(Natural-language object grounding data)
====

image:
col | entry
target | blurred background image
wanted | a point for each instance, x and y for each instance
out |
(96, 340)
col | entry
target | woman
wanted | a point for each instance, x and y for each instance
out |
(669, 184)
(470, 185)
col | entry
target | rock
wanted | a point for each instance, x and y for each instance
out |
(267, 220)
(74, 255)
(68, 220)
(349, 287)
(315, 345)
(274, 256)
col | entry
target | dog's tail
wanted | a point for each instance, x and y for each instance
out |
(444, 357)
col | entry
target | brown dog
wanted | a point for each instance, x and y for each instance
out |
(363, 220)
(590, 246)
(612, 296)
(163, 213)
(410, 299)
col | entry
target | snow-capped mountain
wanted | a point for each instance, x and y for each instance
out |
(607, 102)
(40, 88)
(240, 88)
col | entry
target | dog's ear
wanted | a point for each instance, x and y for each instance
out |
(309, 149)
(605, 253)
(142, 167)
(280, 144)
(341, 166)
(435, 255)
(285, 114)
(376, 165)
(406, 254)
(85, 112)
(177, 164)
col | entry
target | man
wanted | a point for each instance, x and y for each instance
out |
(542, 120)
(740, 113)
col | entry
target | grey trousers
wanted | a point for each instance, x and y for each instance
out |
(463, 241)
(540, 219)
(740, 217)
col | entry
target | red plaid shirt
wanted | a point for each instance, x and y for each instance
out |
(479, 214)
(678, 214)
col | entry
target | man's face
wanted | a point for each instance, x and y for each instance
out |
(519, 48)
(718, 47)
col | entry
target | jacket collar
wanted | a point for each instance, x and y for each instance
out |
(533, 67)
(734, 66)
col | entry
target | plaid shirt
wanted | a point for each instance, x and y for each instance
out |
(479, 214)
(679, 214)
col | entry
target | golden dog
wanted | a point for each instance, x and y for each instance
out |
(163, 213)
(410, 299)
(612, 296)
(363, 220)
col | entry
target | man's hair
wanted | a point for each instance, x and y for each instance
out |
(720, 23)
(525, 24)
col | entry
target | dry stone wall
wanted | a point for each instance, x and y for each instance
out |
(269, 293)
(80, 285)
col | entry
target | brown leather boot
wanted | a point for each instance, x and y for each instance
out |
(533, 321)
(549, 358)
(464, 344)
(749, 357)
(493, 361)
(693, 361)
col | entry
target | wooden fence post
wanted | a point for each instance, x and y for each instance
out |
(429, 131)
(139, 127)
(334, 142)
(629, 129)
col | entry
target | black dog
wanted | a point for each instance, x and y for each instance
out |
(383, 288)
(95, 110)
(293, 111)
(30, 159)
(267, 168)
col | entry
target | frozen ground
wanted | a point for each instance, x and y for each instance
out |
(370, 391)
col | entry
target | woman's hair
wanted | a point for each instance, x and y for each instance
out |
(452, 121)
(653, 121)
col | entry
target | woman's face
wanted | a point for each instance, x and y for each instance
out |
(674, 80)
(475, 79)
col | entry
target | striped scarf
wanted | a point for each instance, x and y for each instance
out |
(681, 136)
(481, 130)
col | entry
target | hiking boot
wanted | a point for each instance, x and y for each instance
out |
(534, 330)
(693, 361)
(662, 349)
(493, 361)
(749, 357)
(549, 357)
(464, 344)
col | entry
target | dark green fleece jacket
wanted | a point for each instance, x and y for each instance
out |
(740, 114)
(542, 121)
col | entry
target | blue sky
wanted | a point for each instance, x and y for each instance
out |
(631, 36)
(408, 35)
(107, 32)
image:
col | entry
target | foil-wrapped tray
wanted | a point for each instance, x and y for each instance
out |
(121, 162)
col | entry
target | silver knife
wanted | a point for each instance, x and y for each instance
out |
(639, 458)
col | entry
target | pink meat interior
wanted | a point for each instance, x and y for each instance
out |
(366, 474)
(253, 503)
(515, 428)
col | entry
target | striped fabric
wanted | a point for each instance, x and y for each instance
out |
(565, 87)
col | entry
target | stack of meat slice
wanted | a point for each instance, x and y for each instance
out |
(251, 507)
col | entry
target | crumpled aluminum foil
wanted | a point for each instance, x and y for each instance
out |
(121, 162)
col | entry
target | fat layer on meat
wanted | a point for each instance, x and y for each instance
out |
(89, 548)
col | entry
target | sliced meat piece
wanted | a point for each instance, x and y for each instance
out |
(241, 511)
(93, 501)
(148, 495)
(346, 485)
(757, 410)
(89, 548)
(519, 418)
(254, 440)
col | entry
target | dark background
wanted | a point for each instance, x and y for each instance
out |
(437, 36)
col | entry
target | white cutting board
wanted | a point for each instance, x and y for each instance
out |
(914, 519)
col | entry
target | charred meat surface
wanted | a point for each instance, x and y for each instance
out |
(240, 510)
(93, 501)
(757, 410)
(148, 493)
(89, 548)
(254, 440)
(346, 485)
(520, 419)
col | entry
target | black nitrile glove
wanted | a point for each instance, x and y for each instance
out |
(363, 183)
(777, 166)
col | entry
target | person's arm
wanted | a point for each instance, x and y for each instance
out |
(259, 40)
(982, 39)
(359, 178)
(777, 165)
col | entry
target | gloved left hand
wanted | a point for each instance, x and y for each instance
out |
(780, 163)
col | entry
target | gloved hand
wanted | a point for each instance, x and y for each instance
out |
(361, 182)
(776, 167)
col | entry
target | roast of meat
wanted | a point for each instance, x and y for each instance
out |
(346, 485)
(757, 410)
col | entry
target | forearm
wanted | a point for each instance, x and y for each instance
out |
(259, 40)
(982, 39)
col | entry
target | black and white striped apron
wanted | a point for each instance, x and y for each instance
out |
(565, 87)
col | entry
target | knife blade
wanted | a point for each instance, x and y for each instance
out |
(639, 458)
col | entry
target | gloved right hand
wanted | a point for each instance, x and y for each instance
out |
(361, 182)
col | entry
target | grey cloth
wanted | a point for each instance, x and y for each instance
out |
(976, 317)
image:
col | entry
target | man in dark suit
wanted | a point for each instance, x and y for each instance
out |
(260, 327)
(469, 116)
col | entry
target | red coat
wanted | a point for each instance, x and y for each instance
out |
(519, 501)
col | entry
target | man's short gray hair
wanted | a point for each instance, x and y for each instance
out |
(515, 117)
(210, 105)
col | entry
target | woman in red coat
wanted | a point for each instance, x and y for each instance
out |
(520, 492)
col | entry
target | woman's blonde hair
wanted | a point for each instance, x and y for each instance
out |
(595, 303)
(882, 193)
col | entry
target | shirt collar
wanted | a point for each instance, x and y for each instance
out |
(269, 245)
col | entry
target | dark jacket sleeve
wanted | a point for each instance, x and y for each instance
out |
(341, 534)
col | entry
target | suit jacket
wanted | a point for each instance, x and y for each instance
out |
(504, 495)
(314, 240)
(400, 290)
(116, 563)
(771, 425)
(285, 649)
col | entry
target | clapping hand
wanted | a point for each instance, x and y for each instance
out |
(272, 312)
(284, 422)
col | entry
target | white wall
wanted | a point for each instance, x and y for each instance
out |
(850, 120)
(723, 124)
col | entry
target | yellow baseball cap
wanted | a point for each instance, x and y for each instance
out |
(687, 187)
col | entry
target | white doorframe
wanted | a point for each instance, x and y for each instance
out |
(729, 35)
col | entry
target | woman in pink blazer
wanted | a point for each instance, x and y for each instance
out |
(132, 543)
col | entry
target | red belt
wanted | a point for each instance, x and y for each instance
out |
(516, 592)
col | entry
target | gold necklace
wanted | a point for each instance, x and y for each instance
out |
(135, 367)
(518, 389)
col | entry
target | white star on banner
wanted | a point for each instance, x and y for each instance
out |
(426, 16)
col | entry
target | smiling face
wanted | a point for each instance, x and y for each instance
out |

====

» **What you have to do**: Pull out every line holding "coat" from the records above, and copy it.

» **Written solution**:
target | red coat
target | woman in red coat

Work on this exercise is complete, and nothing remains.